MATERIAL SHOWN -
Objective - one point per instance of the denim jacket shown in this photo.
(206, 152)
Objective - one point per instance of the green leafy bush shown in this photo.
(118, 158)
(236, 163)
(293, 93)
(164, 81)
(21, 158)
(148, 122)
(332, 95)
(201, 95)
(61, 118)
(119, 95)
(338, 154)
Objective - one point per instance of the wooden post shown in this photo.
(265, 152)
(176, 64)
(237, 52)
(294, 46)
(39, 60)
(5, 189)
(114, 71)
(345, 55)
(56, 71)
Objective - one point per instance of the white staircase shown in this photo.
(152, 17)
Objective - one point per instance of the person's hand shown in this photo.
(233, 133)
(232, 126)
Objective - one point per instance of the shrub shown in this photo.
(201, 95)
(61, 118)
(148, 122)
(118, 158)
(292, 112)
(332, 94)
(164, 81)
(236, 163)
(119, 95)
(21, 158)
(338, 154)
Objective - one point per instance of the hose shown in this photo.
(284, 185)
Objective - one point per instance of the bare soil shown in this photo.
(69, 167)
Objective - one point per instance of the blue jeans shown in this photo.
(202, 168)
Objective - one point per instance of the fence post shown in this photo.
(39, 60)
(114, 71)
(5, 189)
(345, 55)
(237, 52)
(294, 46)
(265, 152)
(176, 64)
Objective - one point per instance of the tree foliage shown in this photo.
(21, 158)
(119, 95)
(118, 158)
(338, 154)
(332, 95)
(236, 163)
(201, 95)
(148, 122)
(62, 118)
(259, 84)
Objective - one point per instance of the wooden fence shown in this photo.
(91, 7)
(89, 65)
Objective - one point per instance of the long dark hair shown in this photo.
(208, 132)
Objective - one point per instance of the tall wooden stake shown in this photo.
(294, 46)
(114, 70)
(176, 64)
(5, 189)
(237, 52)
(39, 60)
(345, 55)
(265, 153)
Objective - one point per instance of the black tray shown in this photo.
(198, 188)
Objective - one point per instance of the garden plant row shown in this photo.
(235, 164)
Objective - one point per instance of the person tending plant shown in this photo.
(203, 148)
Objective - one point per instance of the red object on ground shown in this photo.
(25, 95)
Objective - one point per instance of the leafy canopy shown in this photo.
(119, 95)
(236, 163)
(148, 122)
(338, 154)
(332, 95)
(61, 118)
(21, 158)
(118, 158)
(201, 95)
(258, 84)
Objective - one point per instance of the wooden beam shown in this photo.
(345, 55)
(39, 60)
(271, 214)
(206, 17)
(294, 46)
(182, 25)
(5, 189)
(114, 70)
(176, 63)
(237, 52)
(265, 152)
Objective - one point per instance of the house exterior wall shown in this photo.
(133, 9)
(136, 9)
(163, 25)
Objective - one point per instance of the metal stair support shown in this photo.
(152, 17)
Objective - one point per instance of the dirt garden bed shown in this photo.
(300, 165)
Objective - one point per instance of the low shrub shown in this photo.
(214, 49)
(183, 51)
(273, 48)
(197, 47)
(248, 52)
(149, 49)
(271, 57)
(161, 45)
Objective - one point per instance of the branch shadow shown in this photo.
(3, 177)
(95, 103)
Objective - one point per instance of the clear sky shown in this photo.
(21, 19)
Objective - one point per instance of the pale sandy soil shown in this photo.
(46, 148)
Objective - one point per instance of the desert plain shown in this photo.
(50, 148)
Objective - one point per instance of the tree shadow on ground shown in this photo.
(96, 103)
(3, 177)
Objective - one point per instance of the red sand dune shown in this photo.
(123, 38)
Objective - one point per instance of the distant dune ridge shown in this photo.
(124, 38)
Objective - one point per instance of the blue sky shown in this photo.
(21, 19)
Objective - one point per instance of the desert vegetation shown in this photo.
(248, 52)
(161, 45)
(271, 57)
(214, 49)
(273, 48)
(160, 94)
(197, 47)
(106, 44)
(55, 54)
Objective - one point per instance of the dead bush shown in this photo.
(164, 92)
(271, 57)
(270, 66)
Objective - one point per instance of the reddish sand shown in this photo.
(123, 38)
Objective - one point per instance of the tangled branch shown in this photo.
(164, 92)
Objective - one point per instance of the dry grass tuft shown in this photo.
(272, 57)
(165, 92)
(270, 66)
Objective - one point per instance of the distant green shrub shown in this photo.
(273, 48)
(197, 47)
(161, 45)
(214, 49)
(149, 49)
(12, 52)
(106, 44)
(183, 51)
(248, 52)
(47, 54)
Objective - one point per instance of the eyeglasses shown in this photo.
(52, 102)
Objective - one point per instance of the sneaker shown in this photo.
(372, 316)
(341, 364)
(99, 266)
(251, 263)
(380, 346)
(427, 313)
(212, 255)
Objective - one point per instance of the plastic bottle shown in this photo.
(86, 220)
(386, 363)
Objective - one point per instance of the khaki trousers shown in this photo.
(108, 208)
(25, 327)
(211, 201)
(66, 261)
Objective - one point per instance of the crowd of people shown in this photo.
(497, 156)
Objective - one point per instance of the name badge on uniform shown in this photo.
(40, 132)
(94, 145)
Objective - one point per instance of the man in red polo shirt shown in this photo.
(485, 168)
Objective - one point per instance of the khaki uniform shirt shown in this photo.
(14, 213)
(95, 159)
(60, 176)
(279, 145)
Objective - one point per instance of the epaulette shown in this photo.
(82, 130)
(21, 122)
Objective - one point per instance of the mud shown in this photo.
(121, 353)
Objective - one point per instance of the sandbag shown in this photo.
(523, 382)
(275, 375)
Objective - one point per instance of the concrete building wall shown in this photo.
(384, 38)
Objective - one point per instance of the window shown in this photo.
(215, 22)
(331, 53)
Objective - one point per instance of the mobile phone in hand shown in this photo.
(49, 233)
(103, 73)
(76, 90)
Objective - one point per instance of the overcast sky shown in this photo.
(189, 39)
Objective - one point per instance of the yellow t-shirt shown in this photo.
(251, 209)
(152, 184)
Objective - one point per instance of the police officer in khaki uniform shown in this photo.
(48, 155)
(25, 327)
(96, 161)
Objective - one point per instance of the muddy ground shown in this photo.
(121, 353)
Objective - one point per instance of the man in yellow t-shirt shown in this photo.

AIM OF THE TASK -
Print each record from the listing above exactly as it was given.

RESPONSE -
Objective - one point per instance of the denim jacket shown in this photo.
(206, 152)
Objective - one point per instance of the green leafy bush shown in this photo.
(118, 158)
(236, 163)
(293, 93)
(164, 81)
(21, 158)
(148, 122)
(332, 95)
(201, 95)
(61, 118)
(119, 95)
(338, 154)
Objective - one point per instance of the wooden post shown in this photo.
(265, 152)
(176, 64)
(237, 52)
(294, 46)
(39, 60)
(5, 189)
(114, 71)
(345, 55)
(56, 71)
Objective - one point per instance of the white staircase shown in this photo.
(152, 17)
Objective - one point per instance of the person's hand shown in this photo.
(233, 133)
(232, 126)
Objective - one point per instance of the shrub shown in this photo.
(201, 95)
(61, 118)
(148, 122)
(118, 158)
(292, 112)
(332, 94)
(164, 81)
(236, 163)
(119, 95)
(21, 158)
(338, 154)
Objective - one point per instance of the hose shown in this photo.
(284, 185)
Objective - one point per instance of the bare soil shown in this photo.
(69, 167)
Objective - one point per instance of the blue jeans shown in this photo.
(202, 168)
Objective - one point per instance of the fence post shown in this photo.
(39, 60)
(114, 71)
(5, 189)
(345, 55)
(237, 52)
(294, 46)
(265, 152)
(176, 64)
Objective - one point per instance of the tree foliage shown in this photo.
(21, 158)
(119, 95)
(118, 158)
(338, 154)
(332, 95)
(236, 163)
(201, 95)
(148, 122)
(62, 118)
(259, 84)
Objective - one point per instance of the wooden fence shown in this photo.
(91, 7)
(89, 65)
Objective - one point per instance of the long dark hair shown in this photo.
(208, 132)
Objective - one point per instance of the tall wooden stake shown in this photo.
(294, 46)
(114, 70)
(176, 64)
(5, 189)
(237, 52)
(39, 60)
(345, 55)
(265, 153)
Objective - one point per instance of the black tray shown in this photo.
(198, 188)
Objective - one point per instance of the garden plant row shown in this photo.
(235, 164)
Objective - one point per instance of the person tending plant shown in this photo.
(203, 148)
Objective - one point per instance of the red object on ground shown in this photo.
(25, 95)
Objective - one point per instance of the leafy canopy shown in this photo.
(119, 95)
(236, 163)
(148, 122)
(338, 154)
(332, 95)
(61, 118)
(21, 158)
(118, 158)
(201, 95)
(258, 84)
Objective - one point per instance of the wooden beam shown in this photo.
(345, 55)
(39, 60)
(271, 214)
(206, 17)
(294, 46)
(182, 25)
(5, 189)
(114, 70)
(176, 63)
(237, 52)
(265, 152)
Objective - one point per instance of the house exterior wall shown in this photo.
(133, 9)
(136, 9)
(163, 25)
Objective - one point per instance of the metal stair support shown in this photo.
(152, 17)
Objective - one point per instance of the dirt garden bed shown in this photo.
(300, 165)
Objective - one point per instance of the low shrub shown in this photo.
(214, 49)
(183, 51)
(273, 48)
(197, 47)
(248, 52)
(149, 49)
(271, 57)
(161, 45)
Objective - one point per instance of the branch shadow shown in this photo.
(3, 177)
(95, 103)
Objective - one point per instance of the clear sky shown in this photo.
(21, 19)
Objective - one point per instance of the pale sandy soil shown in this photo.
(46, 148)
Objective - one point per instance of the desert plain shown in this photo.
(50, 148)
Objective - one point per instance of the tree shadow on ground shown in this photo.
(96, 103)
(3, 177)
Objective - one point per instance of the red sand dune shown in this photo.
(123, 38)
Objective - one point per instance of the distant dune ridge shown in this photo.
(124, 38)
Objective - one point per instance of the blue sky shown in this photo.
(21, 19)
Objective - one point per instance of the desert vegetation shown in this photo.
(248, 52)
(161, 45)
(271, 57)
(214, 49)
(273, 48)
(160, 94)
(197, 47)
(106, 44)
(55, 54)
Objective - one point per instance of the dead bush shown in this photo.
(164, 92)
(271, 57)
(270, 66)
Objective - one point per instance of the reddish sand shown in this photo.
(123, 38)
Objective - one point per instance of the tangled branch shown in this photo.
(164, 92)
Objective - one point per instance of the dry grass tuft shown in this photo.
(272, 57)
(165, 92)
(270, 66)
Objective - one point per instance of the distant green shrub shown in this photo.
(273, 48)
(197, 47)
(161, 45)
(214, 49)
(149, 49)
(12, 52)
(106, 44)
(183, 51)
(248, 52)
(47, 54)
Objective - one point per instance of the eyeglasses shown in this photo.
(52, 102)
Objective - one point per instance of the sneaker shown in this photo.
(372, 316)
(341, 364)
(99, 266)
(251, 263)
(380, 346)
(427, 313)
(212, 255)
Objective - one point per instance of the plastic bottle shown in this photo.
(86, 220)
(386, 363)
Objective - one point per instance of the khaki trousers shown in this photo.
(108, 208)
(25, 327)
(211, 201)
(66, 261)
Objective - one point per instance of the crowd of people shown in this photo.
(497, 156)
Objective - one point per instance of the name badge on uniform shown in this photo.
(40, 132)
(94, 145)
Objective - one point per instance of the man in red polo shirt shown in this photo.
(485, 168)
Objective - one point per instance of the khaki uniform shirt shown in this photo.
(14, 213)
(95, 159)
(60, 176)
(279, 145)
Objective - one point per instance of the epaulette shown in this photo.
(82, 130)
(21, 122)
Objective - one point per instance of the mud shown in this photo.
(121, 353)
Objective - one point per instance of the sandbag shown in this photo.
(523, 382)
(275, 375)
Objective - one point per instance of the concrete building wall shown in this photo.
(384, 38)
Objective - one point per instance of the window shown in this photo.
(215, 22)
(331, 53)
Objective - one point per instance of the mobile phone in hand shown in this photo.
(49, 233)
(103, 73)
(76, 90)
Objective - one point per instance of the overcast sky shown in this photo.
(189, 39)
Objective - one point per instance of the yellow t-shirt shown in this photo.
(251, 209)
(152, 184)
Objective - one point per instance of the police officer in khaki uniform shown in this photo.
(48, 155)
(25, 327)
(96, 161)
Objective - one point per instance of the muddy ground shown in this photo.
(121, 353)
Objective - one point per instance of the man in yellow t-shirt shown in this photo.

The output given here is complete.